▶ Sélection:

○ ○ ○

Ouvrir un compte d’épargne à l’étranger pour obtenir un meilleur taux: est-ce faisable et rentable?

Christophe Leroy
Christophe Leroy Journaliste au Vif

Certains comptes d’épargne à l’étranger proposent des taux (légèrement) plus élevés qu’en Belgique. Mais dans la pratique, ces options sont rarement disponibles ou rentables pour l’épargnant lambda. Voici tout ce qu’il faut savoir.

En septembre 2023, les Belges souscrivaient pour plus de 22 milliards d’euros dans le bon d’Etat à un an, affichant un taux d’intérêt net de 2,81%. Bons de caisse, comptes à terme, assurance-épargne… A moins de trois mois de l’échéance, de nombreux acteurs proposent des formules diverses pour tenter de récupérer ce pactole. Et si possible bien davantage, dans un contexte où les taux fixés par les banques centrales devraient rester plus élevés que ce qui était envisagé en début d’année. En 2023, le montant placé par les ménages sur les comptes d’épargne a chuté de 10%, soit de 30,5 milliards d’euros, après plus de dix ans de hausse ininterrompue. La valeur des dépôts sur les comptes à vue à elle aussi diminué de 20,5 milliards. Comme l’indique la Banque nationale de Belgique (BNB), les grands gagnants de ce transfuge sont les titres de créance (+33,1 milliards), dont le bon d’Etat fait partie, ainsi que les comptes à terme (+31 milliards).

○ ○ ○

▶ Tâches à réaliser:
1 > D'après l'article sur l'épargne, de quel pourcentage le montant placé par les ménages sur les comptes d'épargne a-t-il chuté en 2023 ?
2 > Comptez les lignes des enregistrements qui contiennent la chaîne « jacket » en tenant compte de la casse. Indiquez seulement ce nombre.

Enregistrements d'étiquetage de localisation

○ ○ ○

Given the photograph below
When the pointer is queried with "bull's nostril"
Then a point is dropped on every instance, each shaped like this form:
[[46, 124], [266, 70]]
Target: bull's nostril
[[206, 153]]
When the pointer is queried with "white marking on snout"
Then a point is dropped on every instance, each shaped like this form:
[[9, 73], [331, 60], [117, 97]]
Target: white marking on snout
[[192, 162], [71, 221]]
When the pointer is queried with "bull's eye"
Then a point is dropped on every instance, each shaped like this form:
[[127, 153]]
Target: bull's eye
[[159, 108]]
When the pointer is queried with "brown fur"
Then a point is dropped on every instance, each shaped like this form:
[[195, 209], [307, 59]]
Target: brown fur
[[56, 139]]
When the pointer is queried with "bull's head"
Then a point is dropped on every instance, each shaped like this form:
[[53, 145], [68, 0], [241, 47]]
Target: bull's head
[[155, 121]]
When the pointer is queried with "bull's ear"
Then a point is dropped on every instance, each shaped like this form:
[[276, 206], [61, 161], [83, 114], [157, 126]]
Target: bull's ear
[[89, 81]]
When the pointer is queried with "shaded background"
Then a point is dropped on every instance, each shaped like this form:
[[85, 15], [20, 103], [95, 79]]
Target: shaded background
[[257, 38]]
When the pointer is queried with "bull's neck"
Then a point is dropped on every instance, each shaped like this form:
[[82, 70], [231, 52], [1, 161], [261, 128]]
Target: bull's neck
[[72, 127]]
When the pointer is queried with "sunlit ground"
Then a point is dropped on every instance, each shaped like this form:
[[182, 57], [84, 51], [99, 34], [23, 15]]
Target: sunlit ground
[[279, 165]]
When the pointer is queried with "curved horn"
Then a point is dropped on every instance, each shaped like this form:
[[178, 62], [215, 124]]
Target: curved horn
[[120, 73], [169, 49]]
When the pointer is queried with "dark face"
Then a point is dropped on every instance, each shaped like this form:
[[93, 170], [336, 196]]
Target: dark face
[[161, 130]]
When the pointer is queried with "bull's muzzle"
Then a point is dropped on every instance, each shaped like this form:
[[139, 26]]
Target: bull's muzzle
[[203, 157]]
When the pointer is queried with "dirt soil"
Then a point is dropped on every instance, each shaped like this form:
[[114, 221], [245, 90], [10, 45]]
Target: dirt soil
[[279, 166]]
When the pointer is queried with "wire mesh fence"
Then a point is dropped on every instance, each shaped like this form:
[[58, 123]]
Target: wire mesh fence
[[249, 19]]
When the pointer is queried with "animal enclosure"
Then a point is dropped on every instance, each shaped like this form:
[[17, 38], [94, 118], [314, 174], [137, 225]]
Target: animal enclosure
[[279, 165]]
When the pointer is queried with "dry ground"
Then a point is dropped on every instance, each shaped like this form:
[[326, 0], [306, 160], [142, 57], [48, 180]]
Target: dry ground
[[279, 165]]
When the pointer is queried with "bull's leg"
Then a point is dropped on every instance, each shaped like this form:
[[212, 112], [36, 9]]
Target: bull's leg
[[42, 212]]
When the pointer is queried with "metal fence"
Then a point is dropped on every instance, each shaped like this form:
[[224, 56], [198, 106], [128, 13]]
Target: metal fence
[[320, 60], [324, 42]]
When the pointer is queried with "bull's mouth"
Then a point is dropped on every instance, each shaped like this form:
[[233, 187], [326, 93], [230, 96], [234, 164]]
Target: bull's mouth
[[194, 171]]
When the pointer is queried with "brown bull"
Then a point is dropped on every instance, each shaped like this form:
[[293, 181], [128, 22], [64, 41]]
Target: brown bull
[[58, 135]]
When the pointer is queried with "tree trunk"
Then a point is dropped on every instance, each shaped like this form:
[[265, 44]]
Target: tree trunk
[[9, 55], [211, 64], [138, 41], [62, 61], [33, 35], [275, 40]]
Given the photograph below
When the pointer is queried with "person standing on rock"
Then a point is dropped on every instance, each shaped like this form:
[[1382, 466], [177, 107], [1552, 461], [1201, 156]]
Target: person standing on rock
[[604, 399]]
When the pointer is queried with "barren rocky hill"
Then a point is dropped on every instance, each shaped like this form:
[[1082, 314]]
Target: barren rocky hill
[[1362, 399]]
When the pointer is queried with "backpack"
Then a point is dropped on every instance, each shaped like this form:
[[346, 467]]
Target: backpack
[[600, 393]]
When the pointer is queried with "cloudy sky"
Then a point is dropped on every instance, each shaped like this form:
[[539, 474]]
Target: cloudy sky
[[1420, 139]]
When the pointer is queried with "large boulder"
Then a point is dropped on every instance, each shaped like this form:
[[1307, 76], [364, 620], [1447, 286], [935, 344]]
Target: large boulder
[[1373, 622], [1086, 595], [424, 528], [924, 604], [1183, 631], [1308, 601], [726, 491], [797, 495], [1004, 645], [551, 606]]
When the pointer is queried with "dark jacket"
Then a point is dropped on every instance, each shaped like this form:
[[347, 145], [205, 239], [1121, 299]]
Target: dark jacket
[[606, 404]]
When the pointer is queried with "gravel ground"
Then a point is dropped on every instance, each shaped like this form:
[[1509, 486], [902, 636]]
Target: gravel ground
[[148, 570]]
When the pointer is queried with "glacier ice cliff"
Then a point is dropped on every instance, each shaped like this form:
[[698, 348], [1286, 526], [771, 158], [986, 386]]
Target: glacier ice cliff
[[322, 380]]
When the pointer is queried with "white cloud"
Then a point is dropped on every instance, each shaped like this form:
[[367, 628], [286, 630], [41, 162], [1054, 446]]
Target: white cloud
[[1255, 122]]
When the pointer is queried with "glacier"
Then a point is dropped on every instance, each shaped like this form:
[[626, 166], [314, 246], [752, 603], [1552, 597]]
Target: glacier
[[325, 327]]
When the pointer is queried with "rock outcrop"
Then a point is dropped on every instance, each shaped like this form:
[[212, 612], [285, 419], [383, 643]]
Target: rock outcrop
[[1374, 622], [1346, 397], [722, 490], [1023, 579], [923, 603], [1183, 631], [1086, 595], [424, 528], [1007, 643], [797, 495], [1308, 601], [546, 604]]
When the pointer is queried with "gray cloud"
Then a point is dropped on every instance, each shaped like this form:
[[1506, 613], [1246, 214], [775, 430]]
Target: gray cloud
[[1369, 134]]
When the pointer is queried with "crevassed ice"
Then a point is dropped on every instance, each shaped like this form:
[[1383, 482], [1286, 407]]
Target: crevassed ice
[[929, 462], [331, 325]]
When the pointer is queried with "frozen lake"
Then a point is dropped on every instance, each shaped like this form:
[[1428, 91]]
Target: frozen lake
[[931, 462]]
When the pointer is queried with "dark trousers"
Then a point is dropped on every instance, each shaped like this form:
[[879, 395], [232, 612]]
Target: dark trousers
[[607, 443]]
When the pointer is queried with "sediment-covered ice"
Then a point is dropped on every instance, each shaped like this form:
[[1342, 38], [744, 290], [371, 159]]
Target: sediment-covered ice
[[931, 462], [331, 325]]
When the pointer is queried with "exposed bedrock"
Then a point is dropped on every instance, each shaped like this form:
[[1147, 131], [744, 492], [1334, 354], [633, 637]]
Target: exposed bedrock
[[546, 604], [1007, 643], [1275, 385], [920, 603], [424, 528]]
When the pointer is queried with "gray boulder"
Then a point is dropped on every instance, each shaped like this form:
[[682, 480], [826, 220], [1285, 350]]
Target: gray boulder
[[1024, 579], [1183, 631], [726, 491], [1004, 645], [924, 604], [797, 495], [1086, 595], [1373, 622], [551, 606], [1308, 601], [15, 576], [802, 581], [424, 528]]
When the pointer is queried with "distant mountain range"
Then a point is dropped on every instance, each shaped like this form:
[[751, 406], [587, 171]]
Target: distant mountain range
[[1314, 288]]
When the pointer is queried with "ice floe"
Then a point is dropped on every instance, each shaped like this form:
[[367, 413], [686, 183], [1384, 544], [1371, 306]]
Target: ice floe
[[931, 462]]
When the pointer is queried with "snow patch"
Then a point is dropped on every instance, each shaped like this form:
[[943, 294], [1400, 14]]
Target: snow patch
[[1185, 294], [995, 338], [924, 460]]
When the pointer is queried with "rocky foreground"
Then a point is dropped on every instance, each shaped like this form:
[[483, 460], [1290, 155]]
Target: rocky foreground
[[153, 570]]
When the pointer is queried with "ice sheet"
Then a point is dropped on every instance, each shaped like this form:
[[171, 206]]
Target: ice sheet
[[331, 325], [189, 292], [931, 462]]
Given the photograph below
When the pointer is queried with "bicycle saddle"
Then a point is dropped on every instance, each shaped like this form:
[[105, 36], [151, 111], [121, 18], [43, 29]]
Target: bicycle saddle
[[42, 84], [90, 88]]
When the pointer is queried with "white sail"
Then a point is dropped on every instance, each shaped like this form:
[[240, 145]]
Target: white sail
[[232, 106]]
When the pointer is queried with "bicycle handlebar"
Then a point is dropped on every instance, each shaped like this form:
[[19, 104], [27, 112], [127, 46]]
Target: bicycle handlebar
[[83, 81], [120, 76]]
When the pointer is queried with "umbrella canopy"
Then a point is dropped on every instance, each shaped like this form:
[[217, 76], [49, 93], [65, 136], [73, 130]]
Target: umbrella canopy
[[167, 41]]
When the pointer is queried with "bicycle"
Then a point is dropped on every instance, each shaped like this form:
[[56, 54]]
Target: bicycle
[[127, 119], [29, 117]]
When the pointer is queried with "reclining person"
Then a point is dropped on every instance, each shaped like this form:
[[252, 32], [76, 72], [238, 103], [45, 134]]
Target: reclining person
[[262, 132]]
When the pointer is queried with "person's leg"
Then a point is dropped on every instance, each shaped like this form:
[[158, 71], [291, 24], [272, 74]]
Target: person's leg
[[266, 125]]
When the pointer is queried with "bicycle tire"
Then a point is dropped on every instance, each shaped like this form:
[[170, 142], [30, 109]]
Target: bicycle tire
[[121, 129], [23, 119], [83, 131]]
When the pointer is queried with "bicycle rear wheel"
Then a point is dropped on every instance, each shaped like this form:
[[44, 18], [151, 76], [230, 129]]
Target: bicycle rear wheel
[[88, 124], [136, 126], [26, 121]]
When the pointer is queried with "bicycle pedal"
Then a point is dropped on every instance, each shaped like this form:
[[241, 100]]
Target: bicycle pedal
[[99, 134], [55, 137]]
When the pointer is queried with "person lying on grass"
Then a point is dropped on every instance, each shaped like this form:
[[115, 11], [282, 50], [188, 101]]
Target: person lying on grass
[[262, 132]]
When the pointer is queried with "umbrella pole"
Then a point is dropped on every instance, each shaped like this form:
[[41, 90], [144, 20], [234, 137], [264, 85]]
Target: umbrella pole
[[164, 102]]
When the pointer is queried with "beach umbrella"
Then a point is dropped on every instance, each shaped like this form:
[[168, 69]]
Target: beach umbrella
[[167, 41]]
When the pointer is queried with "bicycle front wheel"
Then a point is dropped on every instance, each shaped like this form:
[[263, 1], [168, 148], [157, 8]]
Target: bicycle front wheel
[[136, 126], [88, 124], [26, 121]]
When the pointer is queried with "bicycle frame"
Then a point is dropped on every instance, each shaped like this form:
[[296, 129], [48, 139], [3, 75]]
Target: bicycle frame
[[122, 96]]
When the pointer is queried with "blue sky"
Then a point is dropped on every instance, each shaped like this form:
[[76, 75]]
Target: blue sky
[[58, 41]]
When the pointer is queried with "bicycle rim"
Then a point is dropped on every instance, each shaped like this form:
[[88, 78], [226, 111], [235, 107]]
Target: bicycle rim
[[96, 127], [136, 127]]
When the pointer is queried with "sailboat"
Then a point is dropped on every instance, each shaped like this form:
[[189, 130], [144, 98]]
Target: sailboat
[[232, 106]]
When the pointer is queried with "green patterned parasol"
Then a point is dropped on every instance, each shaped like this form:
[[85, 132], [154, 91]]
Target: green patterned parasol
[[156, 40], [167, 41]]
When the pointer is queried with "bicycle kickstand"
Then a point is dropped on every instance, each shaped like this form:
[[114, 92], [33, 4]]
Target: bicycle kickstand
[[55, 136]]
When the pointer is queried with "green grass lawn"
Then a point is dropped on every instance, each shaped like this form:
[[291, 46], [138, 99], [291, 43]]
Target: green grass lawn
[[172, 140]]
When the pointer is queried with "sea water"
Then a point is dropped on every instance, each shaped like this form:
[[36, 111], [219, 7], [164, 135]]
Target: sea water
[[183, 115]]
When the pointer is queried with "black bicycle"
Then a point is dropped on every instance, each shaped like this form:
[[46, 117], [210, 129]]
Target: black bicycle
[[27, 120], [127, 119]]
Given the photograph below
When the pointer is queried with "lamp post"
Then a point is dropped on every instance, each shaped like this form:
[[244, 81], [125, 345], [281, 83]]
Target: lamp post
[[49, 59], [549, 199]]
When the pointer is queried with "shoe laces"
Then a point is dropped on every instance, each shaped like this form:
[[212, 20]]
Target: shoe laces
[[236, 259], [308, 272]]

○ ○ ○

▶ Solutions proposées:
1 > Il a chuté de 10 %, soit de 30,5 milliards d'euros.

2 > 2